◆ **EXERCISE OBJECTIVE**: Reproduce the passage of the text on Go compilation speed starting at "While most of" and ending at "modern machine [1].".

◆ **TEXT BLOCK**:
################
Top reason: Fast compilation speed was a conscious choice in the Go compiler and also in the Go language
The Go compiler has a simpler optimizer than C/C++ compilers
Unlike C++, Go has no templates and no inline functions. This means that Go doesn't need to perform any template or function instantiation.
The Go compiler generates low-level assembly code sooner and the optimizer works on the assembly code, while in a typical C/C++ compiler the optimization passes work on an internal representation of the original source code. The extra overhead in the C/C++ compiler comes from the fact that the internal representation needs to be generated.
Final linking (5l/6l/8l) of a Go program can be slower than linking a C/C++ program, because the Go compiler is going through all of the used assembly code and maybe it is also doing other extra actions that C/C++ linkers aren't doing
Some C/C++ compilers (GCC) generate instructions in text form (to be passed to the assembler), while the Go compiler generates instructions in binary form. Extra work (but not much) needs to be done in order to transform the text into binary.
The Go compiler targets only a small number of CPU architectures, while the GCC compiler targets a large number of CPUs
Compilers which were designed with the goal of high compilation speed, such as Jikes, are fast. On a 2GHz CPU, Jikes can compile 20000+ lines of Java code per second (and the incremental mode of compilation is even more efficient).

Compilation efficiency was a major design goal:
Finally, it is intended to be fast: it should take at most a few seconds to build a large executable on a single computer. To meet these goals required addressing a number of linguistic issues: an expressive but lightweight type system; concurrency and garbage collection; rigid dependency specification; and so on. FAQ
The language FAQ is pretty interesting in regards to specific language features relating to parsing:
Second, the language has been designed to be easy to analyze and can be parsed without a symbol table.

While most of the above is true, there is one very important point that was not really mentionend: Dependency management.
Go only needs to include the packages that you are importing directly (as those already imported what they need). This is in stark contrast to C/C++, where every single file starts including x headers, which include y headers etc. Bottom line: Go's compiling takes linear time w.r.t to the number of imported packages, where C/C++ take exponential time.

A good test for the translation efficiency of a compiler is self-compilation: how long does it take a given compiler to compile itself? For C++ it takes a very long time (hours?). By comparison, a Pascal/Modula-2/Oberon compiler would compile itself in less than one second on a modern machine [1].
Go has been inspired by these languages, but some of the main reasons for this efficiency include:
A clearly defined syntax that is mathematically sound, for efficient scanning and parsing.
################
◆ **PROVIDED MATERIAL**:
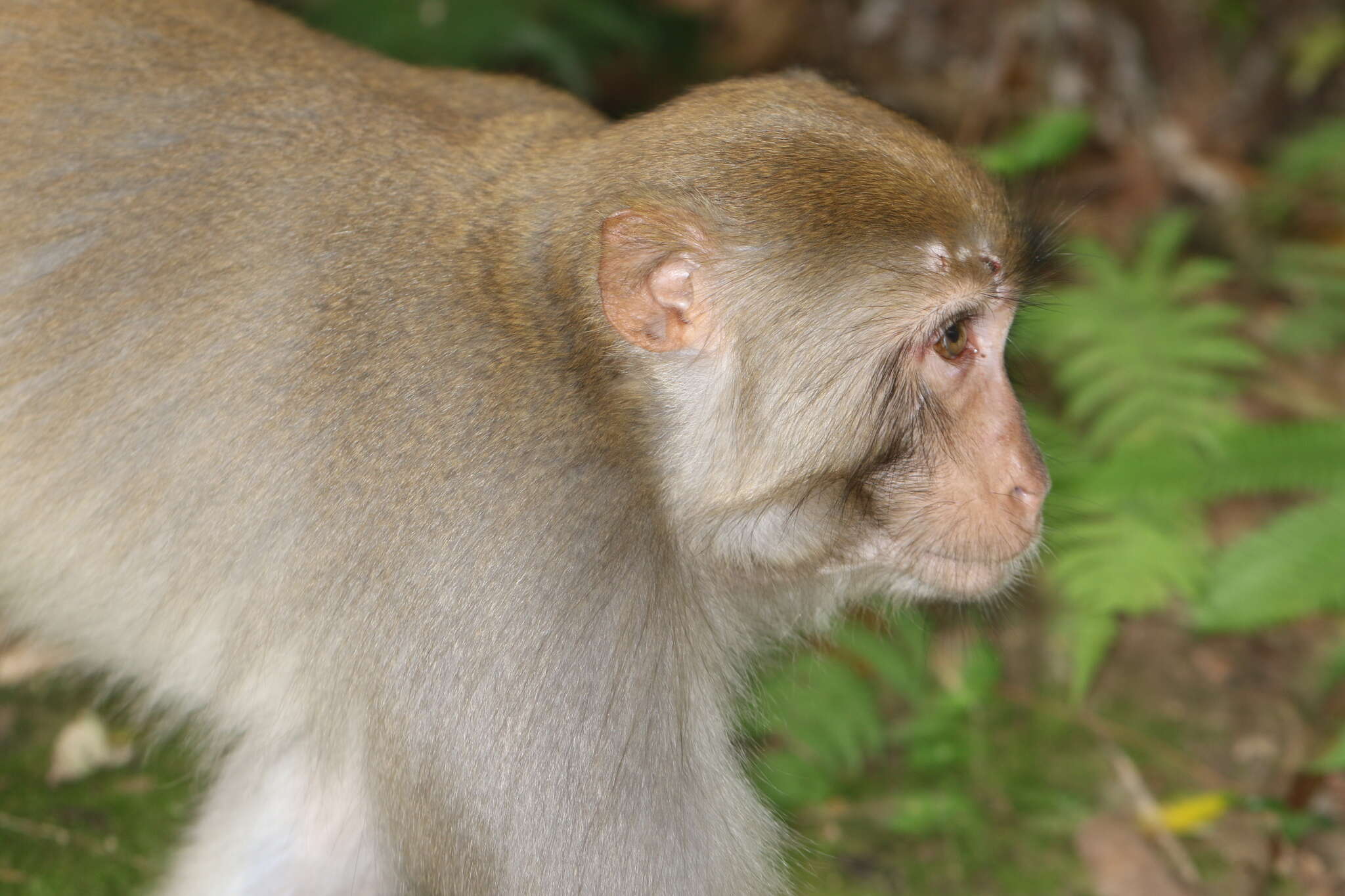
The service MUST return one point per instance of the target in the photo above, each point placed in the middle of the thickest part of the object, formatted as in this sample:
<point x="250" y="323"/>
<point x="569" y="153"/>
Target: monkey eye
<point x="953" y="340"/>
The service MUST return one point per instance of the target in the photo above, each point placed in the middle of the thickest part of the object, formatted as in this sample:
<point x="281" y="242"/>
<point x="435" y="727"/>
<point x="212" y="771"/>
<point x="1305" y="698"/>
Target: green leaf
<point x="1289" y="568"/>
<point x="1088" y="637"/>
<point x="1042" y="141"/>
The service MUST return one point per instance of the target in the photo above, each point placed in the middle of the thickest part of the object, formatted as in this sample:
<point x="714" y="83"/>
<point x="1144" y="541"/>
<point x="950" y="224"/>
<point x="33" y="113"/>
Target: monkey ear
<point x="646" y="276"/>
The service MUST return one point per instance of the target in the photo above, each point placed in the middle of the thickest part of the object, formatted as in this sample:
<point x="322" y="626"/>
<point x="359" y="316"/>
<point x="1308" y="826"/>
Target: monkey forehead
<point x="797" y="160"/>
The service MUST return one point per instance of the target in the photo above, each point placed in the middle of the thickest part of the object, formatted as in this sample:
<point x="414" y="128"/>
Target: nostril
<point x="1030" y="499"/>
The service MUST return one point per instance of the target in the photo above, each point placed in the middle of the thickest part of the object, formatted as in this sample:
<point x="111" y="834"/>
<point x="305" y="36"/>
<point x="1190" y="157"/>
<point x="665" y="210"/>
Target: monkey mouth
<point x="959" y="578"/>
<point x="942" y="574"/>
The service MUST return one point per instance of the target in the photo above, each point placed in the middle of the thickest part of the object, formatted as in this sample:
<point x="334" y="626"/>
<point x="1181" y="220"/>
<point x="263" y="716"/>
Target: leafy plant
<point x="563" y="41"/>
<point x="1146" y="438"/>
<point x="1044" y="140"/>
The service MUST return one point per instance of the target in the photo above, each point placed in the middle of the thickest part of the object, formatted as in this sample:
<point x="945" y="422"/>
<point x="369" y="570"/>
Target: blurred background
<point x="1158" y="712"/>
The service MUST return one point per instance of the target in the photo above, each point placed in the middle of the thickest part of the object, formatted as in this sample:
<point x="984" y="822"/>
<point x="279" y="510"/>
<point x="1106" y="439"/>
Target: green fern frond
<point x="826" y="721"/>
<point x="1129" y="561"/>
<point x="1136" y="363"/>
<point x="1289" y="568"/>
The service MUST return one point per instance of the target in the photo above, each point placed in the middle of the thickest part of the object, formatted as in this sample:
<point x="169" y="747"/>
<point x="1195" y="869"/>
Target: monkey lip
<point x="929" y="572"/>
<point x="969" y="578"/>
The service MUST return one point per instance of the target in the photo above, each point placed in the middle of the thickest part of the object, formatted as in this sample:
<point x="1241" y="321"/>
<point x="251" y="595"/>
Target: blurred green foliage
<point x="560" y="41"/>
<point x="1044" y="140"/>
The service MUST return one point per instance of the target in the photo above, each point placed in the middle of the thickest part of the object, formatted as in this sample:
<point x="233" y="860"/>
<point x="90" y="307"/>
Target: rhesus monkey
<point x="445" y="449"/>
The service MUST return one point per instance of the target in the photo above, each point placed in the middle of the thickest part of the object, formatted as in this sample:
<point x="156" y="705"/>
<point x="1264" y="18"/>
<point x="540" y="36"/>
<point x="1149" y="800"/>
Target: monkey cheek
<point x="947" y="570"/>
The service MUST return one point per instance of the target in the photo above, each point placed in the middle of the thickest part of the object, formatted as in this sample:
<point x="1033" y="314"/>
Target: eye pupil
<point x="953" y="341"/>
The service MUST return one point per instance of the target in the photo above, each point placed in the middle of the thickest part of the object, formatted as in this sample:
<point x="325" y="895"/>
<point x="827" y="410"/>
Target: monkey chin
<point x="935" y="575"/>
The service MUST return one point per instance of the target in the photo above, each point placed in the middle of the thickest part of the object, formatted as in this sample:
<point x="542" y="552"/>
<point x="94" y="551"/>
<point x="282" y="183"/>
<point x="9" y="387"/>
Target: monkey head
<point x="822" y="313"/>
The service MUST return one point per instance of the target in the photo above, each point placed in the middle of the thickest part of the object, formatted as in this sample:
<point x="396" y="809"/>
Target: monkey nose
<point x="1029" y="499"/>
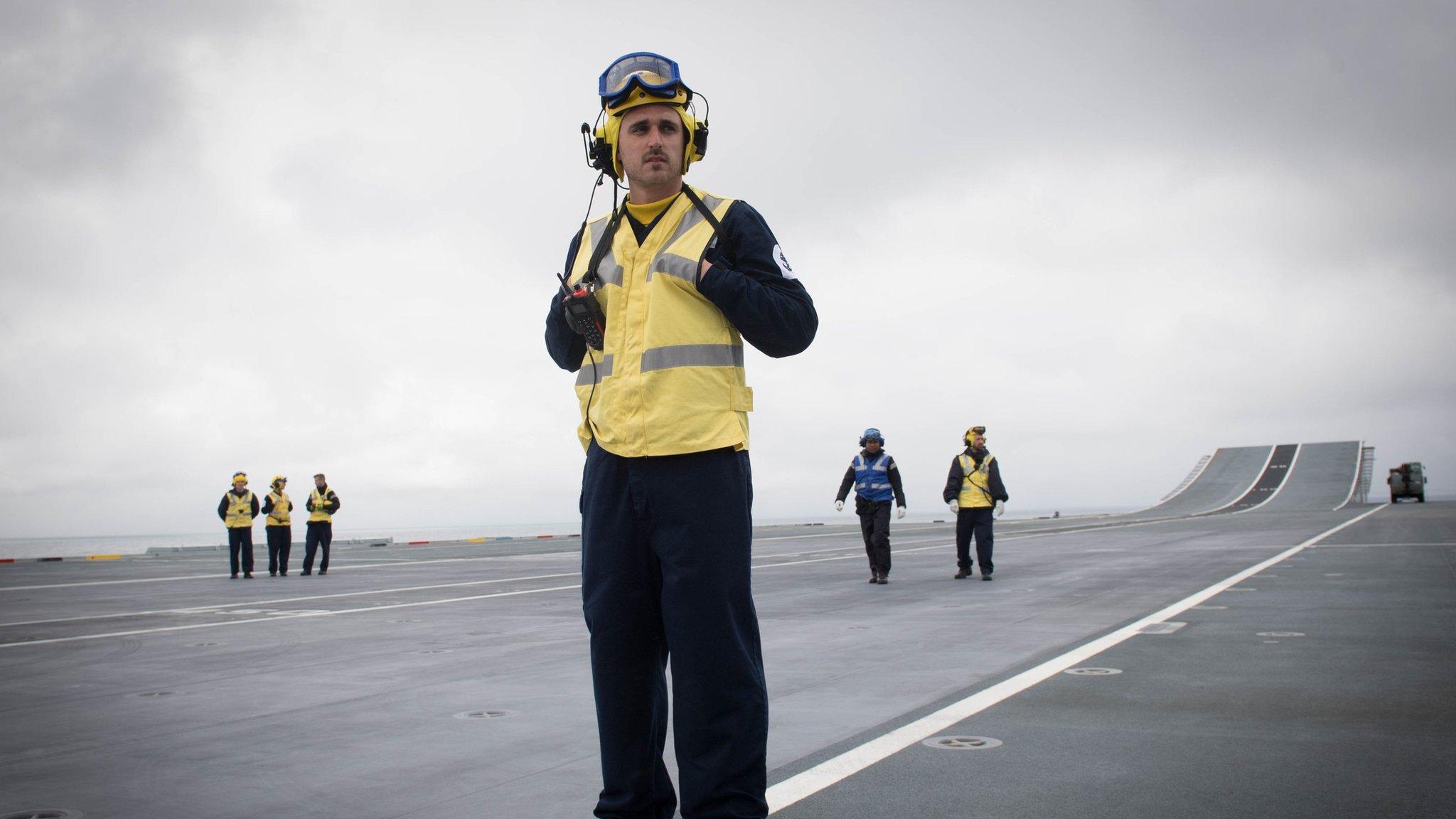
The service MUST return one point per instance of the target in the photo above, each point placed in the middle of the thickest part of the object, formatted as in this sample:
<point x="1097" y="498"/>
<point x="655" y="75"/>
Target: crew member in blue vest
<point x="975" y="493"/>
<point x="877" y="483"/>
<point x="678" y="280"/>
################
◆ **TASK RESULT**:
While most of the above is true, there is one very important point that was not really mentionend: Dependency management.
Go only needs to include the packages that you are importing directly (as those already imported what they need). This is in stark contrast to C/C++, where every single file starts including x headers, which include y headers etc. Bottom line: Go's compiling takes linear time w.r.t to the number of imported packages, where C/C++ take exponential time.

A good test for the translation efficiency of a compiler is self-compilation: how long does it take a given compiler to compile itself? For C++ it takes a very long time (hours?). By comparison, a Pascal/Modula-2/Oberon compiler would compile itself in less than one second on a modern machine [1].